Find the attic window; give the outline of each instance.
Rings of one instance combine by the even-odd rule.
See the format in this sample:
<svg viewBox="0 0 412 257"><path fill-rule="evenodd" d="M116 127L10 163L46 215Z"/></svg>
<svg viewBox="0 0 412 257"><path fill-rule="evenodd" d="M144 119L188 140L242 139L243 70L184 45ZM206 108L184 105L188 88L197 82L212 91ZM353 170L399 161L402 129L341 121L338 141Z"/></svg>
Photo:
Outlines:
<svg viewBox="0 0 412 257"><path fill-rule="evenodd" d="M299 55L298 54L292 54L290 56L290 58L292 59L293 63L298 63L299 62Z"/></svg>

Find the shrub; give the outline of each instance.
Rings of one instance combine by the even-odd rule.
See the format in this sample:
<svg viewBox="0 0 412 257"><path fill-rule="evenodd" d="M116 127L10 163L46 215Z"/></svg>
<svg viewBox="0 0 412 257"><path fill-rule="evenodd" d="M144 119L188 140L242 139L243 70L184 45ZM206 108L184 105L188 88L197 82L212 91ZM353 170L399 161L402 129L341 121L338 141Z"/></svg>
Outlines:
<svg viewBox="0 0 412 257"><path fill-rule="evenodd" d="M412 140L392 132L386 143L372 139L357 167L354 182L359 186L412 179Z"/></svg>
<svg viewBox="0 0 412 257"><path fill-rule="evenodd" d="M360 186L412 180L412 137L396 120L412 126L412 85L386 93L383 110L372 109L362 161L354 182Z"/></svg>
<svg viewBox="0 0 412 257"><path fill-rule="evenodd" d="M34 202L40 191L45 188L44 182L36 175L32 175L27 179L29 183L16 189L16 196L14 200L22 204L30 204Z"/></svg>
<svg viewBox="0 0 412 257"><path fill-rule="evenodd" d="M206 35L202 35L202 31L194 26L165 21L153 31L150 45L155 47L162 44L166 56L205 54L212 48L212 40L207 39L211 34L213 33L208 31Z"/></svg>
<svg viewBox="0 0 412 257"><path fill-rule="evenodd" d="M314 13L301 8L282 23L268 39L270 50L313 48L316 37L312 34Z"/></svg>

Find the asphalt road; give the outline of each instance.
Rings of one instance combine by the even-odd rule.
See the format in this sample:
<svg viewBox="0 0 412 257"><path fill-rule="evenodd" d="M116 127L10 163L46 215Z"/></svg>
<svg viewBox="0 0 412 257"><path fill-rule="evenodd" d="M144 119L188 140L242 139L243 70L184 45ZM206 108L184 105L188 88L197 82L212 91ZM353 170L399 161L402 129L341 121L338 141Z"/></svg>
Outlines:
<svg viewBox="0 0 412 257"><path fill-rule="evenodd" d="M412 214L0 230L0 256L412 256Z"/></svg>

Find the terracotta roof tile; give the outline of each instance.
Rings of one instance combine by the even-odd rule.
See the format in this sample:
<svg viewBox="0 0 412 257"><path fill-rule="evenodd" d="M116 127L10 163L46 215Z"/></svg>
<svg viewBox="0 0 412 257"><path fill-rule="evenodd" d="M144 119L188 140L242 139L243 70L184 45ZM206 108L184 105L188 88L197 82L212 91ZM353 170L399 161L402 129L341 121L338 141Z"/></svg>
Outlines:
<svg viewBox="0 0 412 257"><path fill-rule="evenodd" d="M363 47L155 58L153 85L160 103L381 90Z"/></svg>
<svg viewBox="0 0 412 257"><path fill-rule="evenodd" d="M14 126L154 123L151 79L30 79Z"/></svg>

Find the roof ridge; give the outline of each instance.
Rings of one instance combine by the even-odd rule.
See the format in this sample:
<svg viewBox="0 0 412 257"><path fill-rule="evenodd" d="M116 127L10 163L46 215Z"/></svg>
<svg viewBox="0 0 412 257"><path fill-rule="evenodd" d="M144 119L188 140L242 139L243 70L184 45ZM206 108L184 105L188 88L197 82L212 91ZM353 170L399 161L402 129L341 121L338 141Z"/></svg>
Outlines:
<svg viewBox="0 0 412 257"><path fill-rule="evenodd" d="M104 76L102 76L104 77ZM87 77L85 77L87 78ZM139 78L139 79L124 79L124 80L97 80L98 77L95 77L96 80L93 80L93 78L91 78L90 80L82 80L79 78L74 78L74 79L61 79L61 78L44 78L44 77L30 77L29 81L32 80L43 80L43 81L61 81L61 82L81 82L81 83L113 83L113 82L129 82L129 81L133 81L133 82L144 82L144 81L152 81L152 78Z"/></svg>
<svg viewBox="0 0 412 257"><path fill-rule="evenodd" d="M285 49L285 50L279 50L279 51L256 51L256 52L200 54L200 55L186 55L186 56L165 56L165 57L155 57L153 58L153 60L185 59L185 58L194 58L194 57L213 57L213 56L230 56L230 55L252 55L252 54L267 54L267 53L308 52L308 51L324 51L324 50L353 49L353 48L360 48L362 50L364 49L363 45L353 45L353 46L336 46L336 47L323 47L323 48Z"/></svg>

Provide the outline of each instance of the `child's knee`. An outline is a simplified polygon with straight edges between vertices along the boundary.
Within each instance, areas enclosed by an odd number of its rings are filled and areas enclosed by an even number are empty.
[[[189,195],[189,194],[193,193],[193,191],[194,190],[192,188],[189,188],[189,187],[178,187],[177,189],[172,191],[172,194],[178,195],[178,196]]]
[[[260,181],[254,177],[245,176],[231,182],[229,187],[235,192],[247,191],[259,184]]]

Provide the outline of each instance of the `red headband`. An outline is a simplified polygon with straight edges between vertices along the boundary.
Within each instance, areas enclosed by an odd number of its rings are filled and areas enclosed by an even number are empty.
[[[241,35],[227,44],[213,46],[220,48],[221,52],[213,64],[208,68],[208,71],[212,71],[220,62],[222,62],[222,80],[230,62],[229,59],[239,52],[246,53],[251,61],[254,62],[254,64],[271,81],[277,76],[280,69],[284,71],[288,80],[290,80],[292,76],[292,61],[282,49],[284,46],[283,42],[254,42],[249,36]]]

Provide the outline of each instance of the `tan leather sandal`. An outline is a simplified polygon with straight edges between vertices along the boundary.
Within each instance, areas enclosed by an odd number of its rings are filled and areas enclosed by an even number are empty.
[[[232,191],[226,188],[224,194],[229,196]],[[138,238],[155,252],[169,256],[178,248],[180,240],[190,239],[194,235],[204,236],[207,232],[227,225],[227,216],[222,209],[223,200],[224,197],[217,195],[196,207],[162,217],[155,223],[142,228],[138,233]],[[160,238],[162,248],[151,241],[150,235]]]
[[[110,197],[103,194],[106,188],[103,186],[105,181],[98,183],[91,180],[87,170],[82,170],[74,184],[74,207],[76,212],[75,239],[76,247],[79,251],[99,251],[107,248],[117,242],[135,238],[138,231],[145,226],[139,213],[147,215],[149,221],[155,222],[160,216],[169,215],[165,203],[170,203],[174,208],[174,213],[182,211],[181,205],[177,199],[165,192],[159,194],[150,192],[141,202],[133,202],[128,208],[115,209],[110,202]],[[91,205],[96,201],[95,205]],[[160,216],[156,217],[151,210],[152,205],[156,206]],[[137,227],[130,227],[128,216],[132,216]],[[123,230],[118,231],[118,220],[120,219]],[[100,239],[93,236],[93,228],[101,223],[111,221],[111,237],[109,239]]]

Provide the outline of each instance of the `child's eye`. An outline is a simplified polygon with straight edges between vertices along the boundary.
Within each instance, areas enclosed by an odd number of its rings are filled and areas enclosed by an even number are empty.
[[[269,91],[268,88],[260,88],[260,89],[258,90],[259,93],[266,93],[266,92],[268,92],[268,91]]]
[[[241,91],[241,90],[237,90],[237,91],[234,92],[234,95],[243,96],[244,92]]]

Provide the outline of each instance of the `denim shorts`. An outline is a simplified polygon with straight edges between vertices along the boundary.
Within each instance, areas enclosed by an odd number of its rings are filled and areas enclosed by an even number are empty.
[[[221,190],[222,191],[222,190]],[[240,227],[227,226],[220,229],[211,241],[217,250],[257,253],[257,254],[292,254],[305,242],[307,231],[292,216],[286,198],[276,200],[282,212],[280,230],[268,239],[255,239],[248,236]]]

********

## ACTION ITEM
What is the number of lines in this material that hold the string "roof"? Answer with that number only.

## RESULT BELOW
2